_Required task_: Output the material word for word. Leave each picture out.

[Saved data entries]
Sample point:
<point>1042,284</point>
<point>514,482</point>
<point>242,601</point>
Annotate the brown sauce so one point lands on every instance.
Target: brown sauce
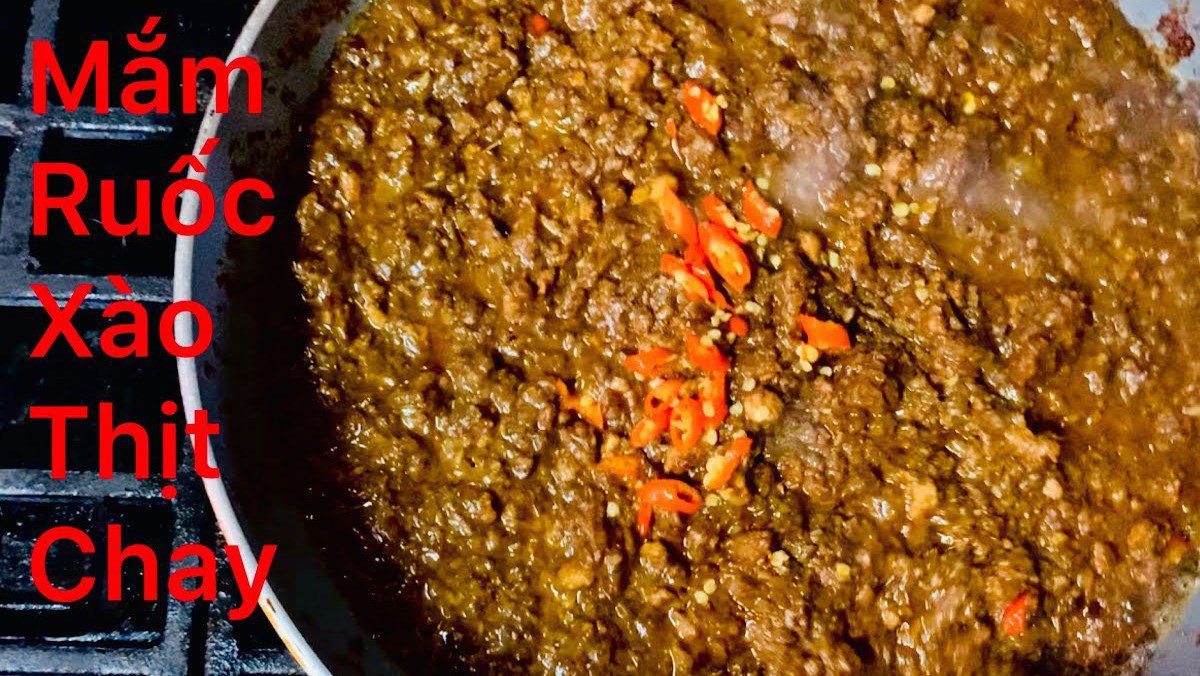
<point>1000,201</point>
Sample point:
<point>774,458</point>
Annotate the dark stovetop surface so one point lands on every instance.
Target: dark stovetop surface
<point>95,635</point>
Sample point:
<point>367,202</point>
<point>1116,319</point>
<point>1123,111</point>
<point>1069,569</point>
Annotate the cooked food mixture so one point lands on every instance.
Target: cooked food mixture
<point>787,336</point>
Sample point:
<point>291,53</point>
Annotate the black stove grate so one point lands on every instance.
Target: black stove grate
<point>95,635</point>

_Finished task_:
Sample point:
<point>1042,284</point>
<point>514,482</point>
<point>242,601</point>
Annotate the brown sauce so one point lands on every instance.
Target: brown sauce
<point>1000,201</point>
Sample point:
<point>774,458</point>
Annotate the dark stovetop surface so one point lands on every instance.
Target: dark stovetop surface
<point>95,635</point>
Sample point:
<point>367,202</point>
<point>1116,319</point>
<point>1123,111</point>
<point>1069,569</point>
Annotate the cooked food mixture so one point lands on every instance.
Target: cooked food mixture
<point>787,336</point>
Sample point:
<point>291,53</point>
Annotate the black stove grate so one point lands on every instance.
Target: black stove grate
<point>95,635</point>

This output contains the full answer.